EXCERPT TO READ START
But what of Australian relief prints of the 1920s and 1930s? Sydney etching was very well represented in the collection, but relief prints were noticeable by their absence. Two wood engravings by Lionel Lindsay came into the collection in 1922, although as a gift, not a purchase. Three woodcuts by Napier Waller were purchased in 1923, and Margaret Preston’s Wheel flower was purchased in 1929.
But, despite the boom in relief prints in Sydney in the late 1920s and 1930s, the trustees were obviously not interested. In 1923, Tyrells in Sydney held an exhibition devoted exclusively to relief prints by Lionel Lindsay, Napier Waller, Roy Davies and Margaret Preston amongst others. This exhibition, as well as the promotion of the medium by Lionel Lindsay and Sydney Ure Smith through Art in Australia, contributed greatly to its popularity in Sydney.
It’s strange, then, that with both Lindsay and Ure Smith as trustees the Gallery did not purchase heavily in this area. Wood engravings by Lionel Lindsay continued to be purchased while Lindsay was a trustee, but not much else. Part of the reason for this could have been the fact that a great deal of relief printing during that period was associated with modernism, as in the woodcuts of Margaret Preston, Thea Proctor and Adelaide Perry for example.
The fact that they were women would also have militated against their acceptance by the trustees. The enormous number of etchings, both British and Australian that had been pouring into the collection reflected a conservative bias, both stylistically and in terms of subject matter. It was probably largely for this reason that they were so readily accepted by the trustees. Modernism was a completely different matter altogether.
The continuing purchases of Lionel Lindsay’s conservative relief prints and the omission of more adventurous work was testament to this. The first old master prints to come into the collection were quite isolated examples. Two engravings by Dürer were purchased in 1928, and the first Rembrandt in 1933.
EXCERPT TO READ END
REQUIRED WORK:
A – Translate this sentence from the excerpt on relief prints into Spanish: "Two engravings by Dürer were purchased in 1928, and the first Rembrandt in 1933."
B – List each specific year, not decade, that the excerpt on relief prints mentions, giving each only once.
C – Transcribe the excerpt on relief prints between "The fact that they" and "different matter altogether.", inclusive.
The listing is separate material, unrelated to the excerpt on relief prints.
DATA FOR REVIEW START
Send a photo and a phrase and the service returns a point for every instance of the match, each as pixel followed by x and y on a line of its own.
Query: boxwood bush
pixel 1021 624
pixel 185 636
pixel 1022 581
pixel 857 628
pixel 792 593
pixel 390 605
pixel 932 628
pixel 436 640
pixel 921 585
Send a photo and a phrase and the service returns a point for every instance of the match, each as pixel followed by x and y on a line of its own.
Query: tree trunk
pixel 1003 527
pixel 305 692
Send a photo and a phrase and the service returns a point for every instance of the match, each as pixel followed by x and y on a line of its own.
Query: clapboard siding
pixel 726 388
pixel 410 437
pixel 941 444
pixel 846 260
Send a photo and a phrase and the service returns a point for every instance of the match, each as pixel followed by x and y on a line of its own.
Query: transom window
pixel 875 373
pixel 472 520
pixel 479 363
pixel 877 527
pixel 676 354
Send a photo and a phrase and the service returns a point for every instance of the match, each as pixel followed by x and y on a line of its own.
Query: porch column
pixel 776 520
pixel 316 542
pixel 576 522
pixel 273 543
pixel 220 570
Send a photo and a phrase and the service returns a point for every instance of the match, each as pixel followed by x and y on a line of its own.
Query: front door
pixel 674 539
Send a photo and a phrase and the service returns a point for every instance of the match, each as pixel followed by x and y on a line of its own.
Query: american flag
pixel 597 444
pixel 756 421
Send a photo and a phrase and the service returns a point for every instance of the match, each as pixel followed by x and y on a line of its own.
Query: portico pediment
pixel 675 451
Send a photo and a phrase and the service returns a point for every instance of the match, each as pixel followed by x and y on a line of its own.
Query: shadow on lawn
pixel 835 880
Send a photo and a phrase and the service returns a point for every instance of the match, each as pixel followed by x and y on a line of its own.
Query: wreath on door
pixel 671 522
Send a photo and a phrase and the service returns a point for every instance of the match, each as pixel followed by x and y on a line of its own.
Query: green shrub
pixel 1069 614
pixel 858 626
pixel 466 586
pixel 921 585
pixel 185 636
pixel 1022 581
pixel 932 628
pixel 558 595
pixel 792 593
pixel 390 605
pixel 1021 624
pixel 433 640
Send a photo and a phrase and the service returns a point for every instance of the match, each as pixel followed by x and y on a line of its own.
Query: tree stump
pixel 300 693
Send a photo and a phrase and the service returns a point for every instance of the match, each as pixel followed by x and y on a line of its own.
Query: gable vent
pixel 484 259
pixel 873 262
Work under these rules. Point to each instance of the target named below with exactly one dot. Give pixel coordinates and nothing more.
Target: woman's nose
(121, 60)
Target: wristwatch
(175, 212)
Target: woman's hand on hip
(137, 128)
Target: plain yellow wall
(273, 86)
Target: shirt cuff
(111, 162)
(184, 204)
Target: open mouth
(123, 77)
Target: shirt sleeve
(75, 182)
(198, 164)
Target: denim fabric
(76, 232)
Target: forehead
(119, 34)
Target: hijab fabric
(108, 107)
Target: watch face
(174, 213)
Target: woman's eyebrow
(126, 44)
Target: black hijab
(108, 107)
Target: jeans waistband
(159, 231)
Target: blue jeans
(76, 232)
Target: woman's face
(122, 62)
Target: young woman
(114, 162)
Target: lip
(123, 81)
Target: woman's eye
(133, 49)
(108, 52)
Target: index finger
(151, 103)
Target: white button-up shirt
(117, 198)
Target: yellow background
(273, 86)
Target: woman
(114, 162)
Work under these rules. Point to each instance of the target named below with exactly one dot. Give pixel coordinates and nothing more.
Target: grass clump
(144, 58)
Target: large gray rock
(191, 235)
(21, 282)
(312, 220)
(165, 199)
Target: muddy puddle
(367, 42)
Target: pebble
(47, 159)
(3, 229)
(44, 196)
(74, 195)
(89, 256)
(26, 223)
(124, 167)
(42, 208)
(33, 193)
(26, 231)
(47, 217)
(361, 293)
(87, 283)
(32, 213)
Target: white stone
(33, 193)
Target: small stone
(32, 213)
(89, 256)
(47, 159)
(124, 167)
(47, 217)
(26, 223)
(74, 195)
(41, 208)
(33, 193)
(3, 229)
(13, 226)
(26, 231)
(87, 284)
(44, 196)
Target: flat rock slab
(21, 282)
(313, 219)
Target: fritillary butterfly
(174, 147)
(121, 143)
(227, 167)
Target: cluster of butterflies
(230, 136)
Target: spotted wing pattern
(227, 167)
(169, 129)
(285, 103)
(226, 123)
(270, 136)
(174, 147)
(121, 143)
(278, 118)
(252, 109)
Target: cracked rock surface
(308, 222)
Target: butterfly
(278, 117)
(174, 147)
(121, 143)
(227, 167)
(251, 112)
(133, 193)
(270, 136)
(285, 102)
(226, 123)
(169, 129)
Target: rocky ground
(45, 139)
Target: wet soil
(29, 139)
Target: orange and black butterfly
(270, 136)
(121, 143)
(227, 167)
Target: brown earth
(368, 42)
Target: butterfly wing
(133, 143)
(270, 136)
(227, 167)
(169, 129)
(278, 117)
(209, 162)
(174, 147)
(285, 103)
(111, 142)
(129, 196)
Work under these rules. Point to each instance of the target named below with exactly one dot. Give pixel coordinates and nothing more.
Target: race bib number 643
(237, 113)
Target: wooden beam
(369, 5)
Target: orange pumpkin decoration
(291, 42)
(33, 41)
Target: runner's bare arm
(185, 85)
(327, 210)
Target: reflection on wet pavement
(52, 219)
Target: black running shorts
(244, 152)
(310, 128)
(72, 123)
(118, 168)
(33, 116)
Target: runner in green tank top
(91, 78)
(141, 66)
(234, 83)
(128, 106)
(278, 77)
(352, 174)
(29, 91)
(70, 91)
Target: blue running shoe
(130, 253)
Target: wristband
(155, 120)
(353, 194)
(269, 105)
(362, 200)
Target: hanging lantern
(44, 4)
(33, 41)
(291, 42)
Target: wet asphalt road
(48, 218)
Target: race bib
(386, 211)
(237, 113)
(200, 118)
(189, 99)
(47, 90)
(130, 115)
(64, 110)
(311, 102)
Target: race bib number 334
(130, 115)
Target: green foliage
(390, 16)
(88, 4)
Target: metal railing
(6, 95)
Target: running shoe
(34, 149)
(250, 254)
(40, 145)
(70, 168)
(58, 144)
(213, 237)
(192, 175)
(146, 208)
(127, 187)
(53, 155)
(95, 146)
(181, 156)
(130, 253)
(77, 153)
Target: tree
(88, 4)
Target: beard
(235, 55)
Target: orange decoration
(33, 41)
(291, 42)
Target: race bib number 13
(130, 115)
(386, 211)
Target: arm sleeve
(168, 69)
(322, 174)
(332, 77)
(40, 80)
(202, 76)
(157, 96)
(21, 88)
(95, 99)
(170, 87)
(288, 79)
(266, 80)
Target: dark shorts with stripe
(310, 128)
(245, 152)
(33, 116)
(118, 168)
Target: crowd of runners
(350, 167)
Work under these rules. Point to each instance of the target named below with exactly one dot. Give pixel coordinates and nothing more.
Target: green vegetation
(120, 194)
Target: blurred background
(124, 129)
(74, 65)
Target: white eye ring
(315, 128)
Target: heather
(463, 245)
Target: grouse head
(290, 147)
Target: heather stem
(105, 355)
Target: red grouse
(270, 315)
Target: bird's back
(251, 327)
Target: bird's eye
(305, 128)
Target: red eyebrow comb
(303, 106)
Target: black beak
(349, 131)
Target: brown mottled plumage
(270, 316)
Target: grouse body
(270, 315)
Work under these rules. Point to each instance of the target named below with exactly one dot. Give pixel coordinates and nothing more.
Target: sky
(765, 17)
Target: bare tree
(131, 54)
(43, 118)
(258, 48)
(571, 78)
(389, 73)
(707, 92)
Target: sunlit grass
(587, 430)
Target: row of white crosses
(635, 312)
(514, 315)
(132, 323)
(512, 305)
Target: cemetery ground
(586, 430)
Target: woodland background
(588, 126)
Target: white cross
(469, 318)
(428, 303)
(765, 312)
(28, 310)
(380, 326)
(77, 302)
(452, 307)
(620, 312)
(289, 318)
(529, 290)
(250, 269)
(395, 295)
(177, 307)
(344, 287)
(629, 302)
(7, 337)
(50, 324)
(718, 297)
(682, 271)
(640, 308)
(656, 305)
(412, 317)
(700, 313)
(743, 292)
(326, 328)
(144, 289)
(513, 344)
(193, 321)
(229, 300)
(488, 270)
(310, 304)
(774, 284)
DATA FOR REVIEW END
RESPONSES BY ITEM NUMBER:
A – En 1928 se compraron dos grabados de Durero, y en 1933 el primer Rembrandt.

B – 1922, 1923, 1928, 1929, 1933

C –
The fact that they were women would also have militated against their acceptance by the trustees. The enormous number of etchings, both British and Australian that had been pouring into the collection reflected a conservative bias, both stylistically and in terms of subject matter. It was probably largely for this reason that they were so readily accepted by the trustees. Modernism was a completely different matter altogether.